Sua tarefa:
Responda às perguntas a seguir com base no texto sobre a Lava Jato.
1. Quais são os dois principais nomes da Lava Jato que vão disputar votos?
2. Segundo o levantamento do jornal O Estado de S. Paulo, quanto tempo de condenações ligadas à Lava Jato foi cancelado?
3. Por qual placar o STF voltou a rejeitar a prisão em segunda instância em novembro de 2019?

Trecho para leitura:
<<<<

A Lava Jato, embora tenha sido liquidada por uma manobra jurídica e política, voltará à cena nas próximas eleições. Primeiro porque seus principais nomes, Sérgio Moro e Deltan Dallagnol, vão disputar votos. Segundo, porque políticos condenados e cujos processos foram cancelados, Lula à frente, também estarão nas urnas
E quer saber? Será um bom momento. Haverá, é claro, um debate jurídico sobre o modo de atuação da Lava Jato, mas também dos tribunais que anularam os processos. Isso é importante, mas não parece um tema que desperte as paixões do público.
Desconfio, entretanto, que restará uma questão central, esta sim de fácil entendimento: roubaram ou não roubaram? Houve ou não a construção de um sistema de assalto à Petrobras, em particular, e aos governos, em geral?
O primeiro debate favorece os condenados e ex-condenados. Estes poderão apresentar decisões jurídicas de várias instâncias, inclusive do Supremo, tornando nulas as sentenças emitidas pela Lava Jato. Aqui está o terreno dos chamados garantistas, do grupo de advogados dos réus, o Prerrogativas, derrotados nos primeiros momentos, vitoriosos ao final. E vitoriosos ao velho estilo: adiando, procrastinando, embananando os processos.
Segundo um levantamento do jornal O Estado de S. Paulo, nada menos que “221 anos e 11 meses de condenações ligadas à Lava Jato foram canceladas por irregularidades processuais” (ou supostas irregularidades, acrescentamos nós).
Depois de cinco anos aceitando que os processos de Lula e de outros
corressem na vara federal de Curitiba, sede da Lava Jato, o Supremo de
repente decidiu que aquele não era o foro adequado. Todos os processos
voltaram ao início, em outras varas, abrindo as condições para a
prescrição.
Logo, a rigor, não interessa a discussão jurídica sobre o foro adequado.
A súbita virada de posição do STF foi determinada pelo ambiente
político. Assim como a mudança que cancelou a prisão após condenação em
segunda instância.
Vale lembrar: no auge da Lava Jato, em fevereiro de 2016, o STF, por 7 a 4, aceitou a prisão em segunda instância, que não era admitida desde 2009. Depois, em novembro de 2019, por apertadíssimo placar de 6 a 5, voltou a rejeitá-la. Em dez anos, portanto, o STF deu três cavalos de pau – o que não é normal numa corte estritamente jurídica.

>>>>

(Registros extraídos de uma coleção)
<<<<

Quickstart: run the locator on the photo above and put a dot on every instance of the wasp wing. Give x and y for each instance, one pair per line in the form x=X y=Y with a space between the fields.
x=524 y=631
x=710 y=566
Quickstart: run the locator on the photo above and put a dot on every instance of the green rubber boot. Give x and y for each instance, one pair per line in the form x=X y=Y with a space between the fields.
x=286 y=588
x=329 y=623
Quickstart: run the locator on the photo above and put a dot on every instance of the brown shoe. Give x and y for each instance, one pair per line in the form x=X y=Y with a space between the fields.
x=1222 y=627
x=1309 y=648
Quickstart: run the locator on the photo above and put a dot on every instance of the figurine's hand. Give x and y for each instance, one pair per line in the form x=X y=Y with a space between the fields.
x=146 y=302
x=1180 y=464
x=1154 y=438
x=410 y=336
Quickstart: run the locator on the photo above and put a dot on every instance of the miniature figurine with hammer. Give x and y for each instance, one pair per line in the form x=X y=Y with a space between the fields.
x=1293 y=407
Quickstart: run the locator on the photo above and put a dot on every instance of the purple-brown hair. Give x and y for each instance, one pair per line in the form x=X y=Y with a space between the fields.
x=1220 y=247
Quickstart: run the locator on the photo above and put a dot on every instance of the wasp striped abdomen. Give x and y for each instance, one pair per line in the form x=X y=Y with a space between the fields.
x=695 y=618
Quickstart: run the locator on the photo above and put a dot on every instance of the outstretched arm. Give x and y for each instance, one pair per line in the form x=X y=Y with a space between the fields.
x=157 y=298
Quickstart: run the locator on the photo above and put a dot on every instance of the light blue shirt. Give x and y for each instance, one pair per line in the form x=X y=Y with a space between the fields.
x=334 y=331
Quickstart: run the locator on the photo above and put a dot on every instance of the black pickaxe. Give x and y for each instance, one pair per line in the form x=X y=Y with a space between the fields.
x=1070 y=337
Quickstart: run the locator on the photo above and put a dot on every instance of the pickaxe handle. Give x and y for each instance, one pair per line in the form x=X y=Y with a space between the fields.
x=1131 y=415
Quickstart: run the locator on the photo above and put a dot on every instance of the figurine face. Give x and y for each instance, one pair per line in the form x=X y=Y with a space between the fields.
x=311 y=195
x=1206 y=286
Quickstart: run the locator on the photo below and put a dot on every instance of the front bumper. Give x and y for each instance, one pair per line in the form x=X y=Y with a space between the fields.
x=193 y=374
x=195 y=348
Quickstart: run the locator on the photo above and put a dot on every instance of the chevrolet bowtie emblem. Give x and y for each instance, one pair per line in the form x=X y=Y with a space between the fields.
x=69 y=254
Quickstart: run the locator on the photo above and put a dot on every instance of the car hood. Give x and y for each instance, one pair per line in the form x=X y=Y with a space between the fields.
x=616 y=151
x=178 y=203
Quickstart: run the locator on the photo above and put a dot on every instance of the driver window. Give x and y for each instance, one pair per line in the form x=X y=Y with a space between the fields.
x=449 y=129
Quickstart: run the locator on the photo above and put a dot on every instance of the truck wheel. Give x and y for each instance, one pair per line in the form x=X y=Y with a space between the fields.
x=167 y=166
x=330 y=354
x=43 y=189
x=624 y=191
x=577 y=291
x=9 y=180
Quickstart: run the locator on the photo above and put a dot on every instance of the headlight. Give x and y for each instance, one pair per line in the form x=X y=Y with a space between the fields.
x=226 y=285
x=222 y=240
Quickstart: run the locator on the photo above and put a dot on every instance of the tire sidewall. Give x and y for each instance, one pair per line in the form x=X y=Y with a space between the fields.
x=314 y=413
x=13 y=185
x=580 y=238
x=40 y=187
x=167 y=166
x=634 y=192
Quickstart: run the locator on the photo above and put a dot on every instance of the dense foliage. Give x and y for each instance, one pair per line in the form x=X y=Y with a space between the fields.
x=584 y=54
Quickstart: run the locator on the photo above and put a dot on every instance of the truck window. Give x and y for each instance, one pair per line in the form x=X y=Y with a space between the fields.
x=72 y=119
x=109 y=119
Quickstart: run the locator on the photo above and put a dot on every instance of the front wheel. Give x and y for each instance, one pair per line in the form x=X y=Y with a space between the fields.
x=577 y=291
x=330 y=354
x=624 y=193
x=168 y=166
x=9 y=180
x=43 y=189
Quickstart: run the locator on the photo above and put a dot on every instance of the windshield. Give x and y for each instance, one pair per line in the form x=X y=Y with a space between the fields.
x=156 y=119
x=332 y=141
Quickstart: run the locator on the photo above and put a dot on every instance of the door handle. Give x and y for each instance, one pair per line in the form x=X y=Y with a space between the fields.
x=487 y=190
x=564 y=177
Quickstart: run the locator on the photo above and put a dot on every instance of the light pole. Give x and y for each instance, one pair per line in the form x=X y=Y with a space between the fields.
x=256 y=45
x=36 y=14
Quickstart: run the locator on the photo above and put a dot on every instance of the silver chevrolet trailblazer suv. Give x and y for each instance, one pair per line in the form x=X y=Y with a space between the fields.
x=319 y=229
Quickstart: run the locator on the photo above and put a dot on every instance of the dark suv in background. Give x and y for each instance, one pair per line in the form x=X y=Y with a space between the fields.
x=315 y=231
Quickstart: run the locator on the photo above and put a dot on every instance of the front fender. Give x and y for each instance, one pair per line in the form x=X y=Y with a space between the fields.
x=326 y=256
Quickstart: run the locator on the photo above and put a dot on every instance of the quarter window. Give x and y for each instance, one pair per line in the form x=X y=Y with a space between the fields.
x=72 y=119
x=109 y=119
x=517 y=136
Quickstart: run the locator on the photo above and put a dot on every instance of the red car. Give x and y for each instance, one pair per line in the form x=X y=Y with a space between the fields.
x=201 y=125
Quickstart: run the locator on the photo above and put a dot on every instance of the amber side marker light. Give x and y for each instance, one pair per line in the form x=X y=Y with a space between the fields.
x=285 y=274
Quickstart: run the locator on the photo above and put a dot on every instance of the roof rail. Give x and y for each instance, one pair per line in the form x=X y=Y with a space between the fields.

>>>>

Resposta:
1. Sérgio Moro e Deltan Dallagnol.
2. 221 anos e 11 meses.
3. Por 6 a 5.